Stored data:

--------

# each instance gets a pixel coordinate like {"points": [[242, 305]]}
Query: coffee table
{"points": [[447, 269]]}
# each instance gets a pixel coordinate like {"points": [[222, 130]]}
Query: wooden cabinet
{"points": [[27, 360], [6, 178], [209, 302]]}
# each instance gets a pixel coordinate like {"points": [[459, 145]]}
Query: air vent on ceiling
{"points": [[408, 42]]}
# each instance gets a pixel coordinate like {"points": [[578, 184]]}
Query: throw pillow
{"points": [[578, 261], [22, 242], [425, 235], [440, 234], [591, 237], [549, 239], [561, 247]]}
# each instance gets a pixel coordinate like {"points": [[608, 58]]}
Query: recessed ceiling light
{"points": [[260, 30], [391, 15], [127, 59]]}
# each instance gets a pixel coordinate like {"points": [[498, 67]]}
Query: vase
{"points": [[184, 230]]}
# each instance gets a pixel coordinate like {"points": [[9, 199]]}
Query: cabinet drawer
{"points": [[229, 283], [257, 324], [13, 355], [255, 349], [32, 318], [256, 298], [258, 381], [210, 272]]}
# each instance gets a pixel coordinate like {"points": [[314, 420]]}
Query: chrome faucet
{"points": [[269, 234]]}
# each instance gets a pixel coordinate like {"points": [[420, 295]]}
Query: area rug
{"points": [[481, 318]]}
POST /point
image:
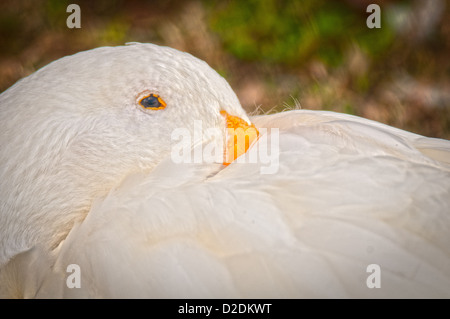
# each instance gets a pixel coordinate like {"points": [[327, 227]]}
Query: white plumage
{"points": [[79, 159]]}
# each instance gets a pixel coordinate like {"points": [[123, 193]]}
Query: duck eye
{"points": [[153, 102]]}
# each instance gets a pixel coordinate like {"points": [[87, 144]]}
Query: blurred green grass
{"points": [[274, 53]]}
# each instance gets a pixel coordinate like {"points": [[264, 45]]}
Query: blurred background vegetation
{"points": [[273, 53]]}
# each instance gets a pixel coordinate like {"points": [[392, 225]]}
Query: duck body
{"points": [[323, 205]]}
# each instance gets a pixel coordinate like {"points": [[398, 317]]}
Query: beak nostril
{"points": [[240, 136]]}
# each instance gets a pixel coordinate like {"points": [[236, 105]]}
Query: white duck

--------

● TASK GOAL:
The data above needs to be retyped exactly, with the images left out.

● TASK RESPONSE:
# each instance gets a pixel coordinate like {"points": [[242, 305]]}
Query: coffee table
{"points": [[447, 269]]}
# each instance gets a pixel coordinate like {"points": [[222, 130]]}
Query: wooden cabinet
{"points": [[27, 360], [6, 178], [209, 302]]}
# each instance gets a pixel coordinate like {"points": [[459, 145]]}
Query: air vent on ceiling
{"points": [[408, 42]]}
# each instance gets a pixel coordinate like {"points": [[578, 184]]}
Query: throw pillow
{"points": [[578, 261], [22, 242], [425, 235], [440, 234], [591, 237], [549, 239], [561, 247]]}
# each instance gets a pixel coordinate like {"points": [[608, 58]]}
Query: recessed ceiling light
{"points": [[260, 30], [391, 15], [127, 59]]}
# each instance gets a pixel coordinate like {"points": [[498, 67]]}
Query: vase
{"points": [[184, 230]]}
# each instance gets a pixel coordinate like {"points": [[9, 199]]}
Query: cabinet drawer
{"points": [[229, 283], [257, 324], [13, 355], [255, 349], [32, 318], [256, 298], [258, 381], [210, 272]]}
# each instance gets a pixel coordinate like {"points": [[314, 420]]}
Query: chrome faucet
{"points": [[269, 234]]}
# each instance gets a pixel coordinate like {"points": [[420, 295]]}
Query: area rug
{"points": [[481, 318]]}
POST /point
image:
# each instance gets a pixel coordinate like {"points": [[327, 227]]}
Query: white plumage
{"points": [[79, 159]]}
# each instance gets a pixel coordinate like {"points": [[123, 193]]}
Query: duck eye
{"points": [[153, 102]]}
# each instance gets a pixel coordinate like {"points": [[87, 144]]}
Query: blurred green grass
{"points": [[274, 53]]}
# each instance gets a pixel coordinate like {"points": [[264, 45]]}
Query: blurred background vegetation
{"points": [[273, 53]]}
# each instance gets a pixel coordinate like {"points": [[392, 225]]}
Query: duck body
{"points": [[323, 205]]}
# each instance gets a pixel coordinate like {"points": [[398, 317]]}
Query: beak nostril
{"points": [[240, 136]]}
# each instance gets a pixel coordinate like {"points": [[236, 105]]}
Query: white duck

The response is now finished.